--- RECORD EXTRACTS ---
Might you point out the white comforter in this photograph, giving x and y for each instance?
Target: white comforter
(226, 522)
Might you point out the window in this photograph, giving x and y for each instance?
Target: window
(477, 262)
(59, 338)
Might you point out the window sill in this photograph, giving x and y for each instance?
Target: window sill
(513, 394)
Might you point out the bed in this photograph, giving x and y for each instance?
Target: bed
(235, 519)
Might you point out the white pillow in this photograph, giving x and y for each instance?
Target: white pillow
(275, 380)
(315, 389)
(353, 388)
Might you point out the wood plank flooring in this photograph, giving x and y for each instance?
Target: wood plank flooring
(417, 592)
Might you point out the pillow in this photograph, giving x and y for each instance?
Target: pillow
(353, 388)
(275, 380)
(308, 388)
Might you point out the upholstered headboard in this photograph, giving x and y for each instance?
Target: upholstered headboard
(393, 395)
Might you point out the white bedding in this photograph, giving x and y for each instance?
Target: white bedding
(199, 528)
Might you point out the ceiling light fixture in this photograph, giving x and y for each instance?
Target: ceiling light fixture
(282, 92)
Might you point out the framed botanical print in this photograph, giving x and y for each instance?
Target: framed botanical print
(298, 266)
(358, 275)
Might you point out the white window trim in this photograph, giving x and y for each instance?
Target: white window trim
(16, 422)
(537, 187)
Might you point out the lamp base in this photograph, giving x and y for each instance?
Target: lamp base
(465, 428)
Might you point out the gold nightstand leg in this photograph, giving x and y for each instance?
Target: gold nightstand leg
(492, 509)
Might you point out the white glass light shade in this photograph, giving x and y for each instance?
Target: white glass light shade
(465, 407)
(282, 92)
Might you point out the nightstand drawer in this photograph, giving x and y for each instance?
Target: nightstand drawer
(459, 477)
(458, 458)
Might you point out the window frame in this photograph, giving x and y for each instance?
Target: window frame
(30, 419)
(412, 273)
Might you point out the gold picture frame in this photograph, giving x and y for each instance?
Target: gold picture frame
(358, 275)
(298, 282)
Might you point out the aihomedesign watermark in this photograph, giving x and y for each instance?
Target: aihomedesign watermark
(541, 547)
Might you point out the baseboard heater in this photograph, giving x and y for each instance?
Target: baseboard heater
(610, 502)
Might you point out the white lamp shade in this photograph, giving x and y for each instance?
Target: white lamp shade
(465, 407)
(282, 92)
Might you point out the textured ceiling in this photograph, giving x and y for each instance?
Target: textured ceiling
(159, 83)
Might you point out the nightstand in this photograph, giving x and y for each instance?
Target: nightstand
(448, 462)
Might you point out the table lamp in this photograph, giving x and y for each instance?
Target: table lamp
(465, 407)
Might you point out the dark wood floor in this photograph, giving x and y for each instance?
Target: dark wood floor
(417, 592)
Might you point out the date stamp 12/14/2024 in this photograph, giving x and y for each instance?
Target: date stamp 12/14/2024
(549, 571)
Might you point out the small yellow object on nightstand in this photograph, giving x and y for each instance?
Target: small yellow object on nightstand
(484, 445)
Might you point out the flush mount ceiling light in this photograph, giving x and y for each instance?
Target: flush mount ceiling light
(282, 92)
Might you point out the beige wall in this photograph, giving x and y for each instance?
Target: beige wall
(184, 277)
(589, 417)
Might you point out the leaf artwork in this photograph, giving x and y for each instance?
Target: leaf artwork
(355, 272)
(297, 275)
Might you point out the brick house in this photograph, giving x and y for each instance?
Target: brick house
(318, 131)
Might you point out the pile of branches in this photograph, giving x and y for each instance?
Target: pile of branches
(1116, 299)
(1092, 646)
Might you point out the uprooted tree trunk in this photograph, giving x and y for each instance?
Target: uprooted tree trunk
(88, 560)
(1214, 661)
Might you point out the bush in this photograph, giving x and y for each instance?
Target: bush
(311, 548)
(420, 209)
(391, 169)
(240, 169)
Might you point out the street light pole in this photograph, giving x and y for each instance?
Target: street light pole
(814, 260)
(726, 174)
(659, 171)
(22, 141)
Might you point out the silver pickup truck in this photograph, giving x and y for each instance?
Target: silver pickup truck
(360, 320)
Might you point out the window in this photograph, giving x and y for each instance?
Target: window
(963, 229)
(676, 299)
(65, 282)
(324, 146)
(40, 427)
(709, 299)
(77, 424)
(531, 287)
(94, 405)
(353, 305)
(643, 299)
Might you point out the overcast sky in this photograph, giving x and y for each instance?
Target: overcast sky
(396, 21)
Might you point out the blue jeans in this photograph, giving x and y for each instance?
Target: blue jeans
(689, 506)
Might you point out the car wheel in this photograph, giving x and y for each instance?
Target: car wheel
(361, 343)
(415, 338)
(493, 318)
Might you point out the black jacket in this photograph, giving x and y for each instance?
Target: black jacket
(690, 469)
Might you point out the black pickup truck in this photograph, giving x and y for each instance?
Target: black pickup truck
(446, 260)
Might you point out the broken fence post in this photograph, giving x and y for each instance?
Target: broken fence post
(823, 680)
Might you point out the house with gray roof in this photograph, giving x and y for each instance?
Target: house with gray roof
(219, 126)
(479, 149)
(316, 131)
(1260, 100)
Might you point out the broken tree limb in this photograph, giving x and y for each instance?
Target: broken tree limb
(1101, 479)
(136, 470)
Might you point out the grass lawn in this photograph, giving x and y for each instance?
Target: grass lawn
---
### WHAT YOU SHOULD DO:
Quote in full each line from the top of the records above through the line with "Might you point out the wood"; stop after that line.

### ANSWER BOX:
Might you point out the white comforter in this photograph, giving x and y for each instance?
Target: white comforter
(226, 522)
Might you point out the window in this photograph, giving x and y for each instance?
Target: window
(477, 262)
(59, 338)
Might you point out the window sill in this photograph, giving x and y for each instance?
Target: window sill
(513, 394)
Might you point out the bed in this photograph, giving x and y for each instance?
Target: bed
(235, 519)
Might you point out the white pillow in this photograph, giving x and y for each instance?
Target: white pillow
(275, 380)
(315, 389)
(353, 388)
Might you point out the wood plank flooring in this photograph, giving x and y for each instance?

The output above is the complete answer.